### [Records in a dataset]

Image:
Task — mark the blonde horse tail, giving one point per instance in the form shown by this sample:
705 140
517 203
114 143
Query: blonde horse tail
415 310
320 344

### [Goal]
Write out the whole listing above again, requests included, with each point coordinate in the answers scaled by 0.75 and rounded to a whole number, halves rounding up.

### [Output for this task]
Image:
Task — mark the blonde horse tail, giving one point per instance in the form shown by this sample:
705 140
517 203
114 143
Query: blonde horse tail
311 233
240 258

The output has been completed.